Avec les copains du « Collectif sous-traitant 31 », qui veut unir les salariés des boîtes qui bossent pour Airbus, on est toujours prêts pour l’apéro. Ils m’ont donc concocté un faux CV, où je suis compétent en « centrale inertielles destinées aux programmes Airbus ». Je n’y comprends rien. « T’inquiète !, me rassure Jérémie. Ce sont des commerciaux qui vont faire les entretiens, ils ne s’y connaissent pas plus que toi et fonctionnent par mots- clés. Regarde juste sur Wikipédia ce qu’est une centrale inertielle. » Après un tour sur le net, Jérémie, Michel, Simon, Paul, Pascal et moi, nous prenons le chemin du recrutement new generation.

Marché aux cerveaux

Grimé en parfait petit ingénieur, avec ma mèche sur le côté, mes petites lunettes et ma chemise, je prends place dans la file devant le bistrot. « Sortez vos CV ! », nous crie un vigile. Nous déplions tous notre précieux sésame – et durant une heure, nous allons ainsi attendre dans le froid. « C’est minable de faire ça, souffle un mec lucide, il faut vraiment avoir faim car ça fait crève-la-dalle. » Un autre nous compare à des « mendiants venus à une soupe populaire ». Ça laisse le temps de réfléchir, cette queue.

■ CONSIGNE:
Répondez, s'il vous plaît, à ces questions sur l'extrait :
(a) Qui le « Collectif sous-traitant 31 » veut-il unir ?
(b) D'après Jérémie, qui va faire les entretiens ?
(c) Combien de temps la file attend-elle dans le froid ?

■ DONNÉES FOURNIES:
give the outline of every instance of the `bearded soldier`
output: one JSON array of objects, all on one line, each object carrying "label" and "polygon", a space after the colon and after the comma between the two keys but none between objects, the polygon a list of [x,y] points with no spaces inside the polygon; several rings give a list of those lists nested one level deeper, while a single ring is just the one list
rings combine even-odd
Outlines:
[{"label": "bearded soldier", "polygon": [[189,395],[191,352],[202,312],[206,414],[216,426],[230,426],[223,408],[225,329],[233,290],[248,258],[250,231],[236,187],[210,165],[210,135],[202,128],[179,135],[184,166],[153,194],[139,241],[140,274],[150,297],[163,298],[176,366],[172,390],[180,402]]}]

■ RÉPONSE FINALE:
(a) Les salariés des boîtes qui bossent pour Airbus.
(b) Des commerciaux.
(c) Une heure.